## DIRECTIONS
Which lines in the records below contain the word "person"? Copy each of those lines.

--- START OF EXERCISE INPUT ---

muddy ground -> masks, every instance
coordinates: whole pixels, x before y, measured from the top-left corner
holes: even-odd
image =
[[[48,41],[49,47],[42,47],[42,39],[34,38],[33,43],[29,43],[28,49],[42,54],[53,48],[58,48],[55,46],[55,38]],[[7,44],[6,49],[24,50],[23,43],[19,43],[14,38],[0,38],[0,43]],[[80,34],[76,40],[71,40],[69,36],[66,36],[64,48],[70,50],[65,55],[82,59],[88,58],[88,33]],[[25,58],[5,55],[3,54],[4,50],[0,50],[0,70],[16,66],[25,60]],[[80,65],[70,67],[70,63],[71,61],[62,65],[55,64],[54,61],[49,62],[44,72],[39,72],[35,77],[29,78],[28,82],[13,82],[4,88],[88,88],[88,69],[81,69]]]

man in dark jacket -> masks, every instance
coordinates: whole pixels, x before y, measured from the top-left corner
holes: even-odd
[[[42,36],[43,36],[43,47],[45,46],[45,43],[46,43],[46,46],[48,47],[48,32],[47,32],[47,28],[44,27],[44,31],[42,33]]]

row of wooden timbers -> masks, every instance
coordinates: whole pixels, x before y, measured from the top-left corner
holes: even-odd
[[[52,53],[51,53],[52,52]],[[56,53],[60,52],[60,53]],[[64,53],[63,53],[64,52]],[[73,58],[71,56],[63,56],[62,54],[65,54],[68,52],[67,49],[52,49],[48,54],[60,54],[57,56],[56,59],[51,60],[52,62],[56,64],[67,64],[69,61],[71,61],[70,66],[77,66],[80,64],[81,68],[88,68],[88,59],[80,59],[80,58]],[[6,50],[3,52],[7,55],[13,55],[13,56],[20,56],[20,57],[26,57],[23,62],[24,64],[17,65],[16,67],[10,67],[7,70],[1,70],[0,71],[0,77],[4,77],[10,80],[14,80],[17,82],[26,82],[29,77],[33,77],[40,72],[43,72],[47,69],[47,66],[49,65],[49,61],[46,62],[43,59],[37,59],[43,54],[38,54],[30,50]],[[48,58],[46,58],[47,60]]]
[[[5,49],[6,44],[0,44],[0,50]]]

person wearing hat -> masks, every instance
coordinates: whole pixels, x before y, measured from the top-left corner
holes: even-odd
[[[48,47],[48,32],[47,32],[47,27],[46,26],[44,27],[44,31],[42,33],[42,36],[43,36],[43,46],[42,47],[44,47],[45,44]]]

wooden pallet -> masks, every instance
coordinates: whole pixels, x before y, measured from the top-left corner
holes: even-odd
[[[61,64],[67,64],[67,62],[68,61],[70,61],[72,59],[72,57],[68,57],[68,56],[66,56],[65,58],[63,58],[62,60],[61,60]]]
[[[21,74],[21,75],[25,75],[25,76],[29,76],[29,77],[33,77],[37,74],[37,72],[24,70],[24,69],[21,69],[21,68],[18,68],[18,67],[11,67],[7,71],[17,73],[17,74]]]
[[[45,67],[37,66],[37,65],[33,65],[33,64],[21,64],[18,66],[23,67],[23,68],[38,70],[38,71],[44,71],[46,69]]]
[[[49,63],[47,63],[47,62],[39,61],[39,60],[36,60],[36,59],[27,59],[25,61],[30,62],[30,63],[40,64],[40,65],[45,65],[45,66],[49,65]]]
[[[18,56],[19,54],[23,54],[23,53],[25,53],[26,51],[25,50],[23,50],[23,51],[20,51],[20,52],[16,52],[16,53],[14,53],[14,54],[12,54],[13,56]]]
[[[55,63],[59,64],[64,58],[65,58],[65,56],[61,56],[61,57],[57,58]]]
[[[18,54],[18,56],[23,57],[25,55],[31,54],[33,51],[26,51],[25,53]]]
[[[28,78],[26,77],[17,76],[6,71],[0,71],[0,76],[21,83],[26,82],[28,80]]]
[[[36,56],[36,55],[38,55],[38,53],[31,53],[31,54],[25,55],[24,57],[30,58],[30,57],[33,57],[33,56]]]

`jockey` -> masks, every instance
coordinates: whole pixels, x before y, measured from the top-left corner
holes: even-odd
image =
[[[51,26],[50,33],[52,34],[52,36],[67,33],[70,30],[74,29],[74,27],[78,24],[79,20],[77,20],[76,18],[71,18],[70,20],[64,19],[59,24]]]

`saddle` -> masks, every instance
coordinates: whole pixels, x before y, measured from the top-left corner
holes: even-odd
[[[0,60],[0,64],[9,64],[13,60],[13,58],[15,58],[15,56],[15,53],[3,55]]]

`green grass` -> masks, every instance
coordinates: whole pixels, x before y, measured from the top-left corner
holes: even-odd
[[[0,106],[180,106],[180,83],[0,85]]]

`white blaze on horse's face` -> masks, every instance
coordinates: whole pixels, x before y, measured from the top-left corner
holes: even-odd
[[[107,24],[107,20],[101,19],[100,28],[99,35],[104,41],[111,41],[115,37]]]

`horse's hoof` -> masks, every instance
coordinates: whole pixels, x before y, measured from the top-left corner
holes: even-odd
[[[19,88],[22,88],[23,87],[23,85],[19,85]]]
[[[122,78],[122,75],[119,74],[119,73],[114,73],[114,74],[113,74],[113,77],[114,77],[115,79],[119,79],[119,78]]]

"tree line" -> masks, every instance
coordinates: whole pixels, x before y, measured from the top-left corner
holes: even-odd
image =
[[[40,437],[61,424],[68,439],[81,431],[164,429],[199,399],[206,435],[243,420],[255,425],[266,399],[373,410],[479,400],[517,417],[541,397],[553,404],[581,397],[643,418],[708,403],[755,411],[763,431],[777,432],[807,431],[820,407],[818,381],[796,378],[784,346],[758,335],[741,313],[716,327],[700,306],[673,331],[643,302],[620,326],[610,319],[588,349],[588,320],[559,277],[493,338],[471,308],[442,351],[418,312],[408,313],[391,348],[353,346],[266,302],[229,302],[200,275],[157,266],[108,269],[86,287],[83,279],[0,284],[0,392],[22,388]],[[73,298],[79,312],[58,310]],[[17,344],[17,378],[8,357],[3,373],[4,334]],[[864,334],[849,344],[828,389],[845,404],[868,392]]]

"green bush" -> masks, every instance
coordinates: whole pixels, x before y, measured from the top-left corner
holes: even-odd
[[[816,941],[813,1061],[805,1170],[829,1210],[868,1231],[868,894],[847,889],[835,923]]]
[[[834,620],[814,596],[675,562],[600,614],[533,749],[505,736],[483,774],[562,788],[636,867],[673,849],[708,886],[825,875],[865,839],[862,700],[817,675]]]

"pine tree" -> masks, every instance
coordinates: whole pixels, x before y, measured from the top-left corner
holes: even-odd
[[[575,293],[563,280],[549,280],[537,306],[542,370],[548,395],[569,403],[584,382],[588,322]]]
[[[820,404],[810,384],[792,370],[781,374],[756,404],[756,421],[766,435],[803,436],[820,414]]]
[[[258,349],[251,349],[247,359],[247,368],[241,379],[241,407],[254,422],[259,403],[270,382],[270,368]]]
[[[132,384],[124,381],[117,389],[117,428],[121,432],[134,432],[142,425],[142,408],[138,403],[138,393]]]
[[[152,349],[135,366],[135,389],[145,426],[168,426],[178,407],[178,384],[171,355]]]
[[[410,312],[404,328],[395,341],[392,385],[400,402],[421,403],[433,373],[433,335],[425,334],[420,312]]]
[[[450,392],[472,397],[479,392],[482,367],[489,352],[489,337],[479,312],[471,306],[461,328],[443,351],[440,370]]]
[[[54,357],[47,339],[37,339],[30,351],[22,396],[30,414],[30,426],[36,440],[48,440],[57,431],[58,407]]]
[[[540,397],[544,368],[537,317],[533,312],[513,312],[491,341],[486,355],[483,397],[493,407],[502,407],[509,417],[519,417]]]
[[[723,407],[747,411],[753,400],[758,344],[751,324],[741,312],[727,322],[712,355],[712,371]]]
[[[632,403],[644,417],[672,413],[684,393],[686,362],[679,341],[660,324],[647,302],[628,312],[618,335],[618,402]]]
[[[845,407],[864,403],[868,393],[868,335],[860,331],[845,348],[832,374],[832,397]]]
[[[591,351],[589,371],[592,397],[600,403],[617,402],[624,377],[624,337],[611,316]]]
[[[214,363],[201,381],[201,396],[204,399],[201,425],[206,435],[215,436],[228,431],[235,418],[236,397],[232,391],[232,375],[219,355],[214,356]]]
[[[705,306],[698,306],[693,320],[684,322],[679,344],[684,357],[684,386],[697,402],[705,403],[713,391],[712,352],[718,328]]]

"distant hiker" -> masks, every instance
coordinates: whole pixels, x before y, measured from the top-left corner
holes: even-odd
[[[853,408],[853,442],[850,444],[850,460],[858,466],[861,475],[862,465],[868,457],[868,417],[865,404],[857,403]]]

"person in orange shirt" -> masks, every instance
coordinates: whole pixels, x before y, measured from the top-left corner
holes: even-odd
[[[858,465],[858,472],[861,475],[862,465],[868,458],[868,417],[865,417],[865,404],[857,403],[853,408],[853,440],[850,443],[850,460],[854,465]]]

--- END OF EXERCISE INPUT ---

## OUTPUT
person wearing hat -> masks, every instance
"person in orange shirt" -> masks, every instance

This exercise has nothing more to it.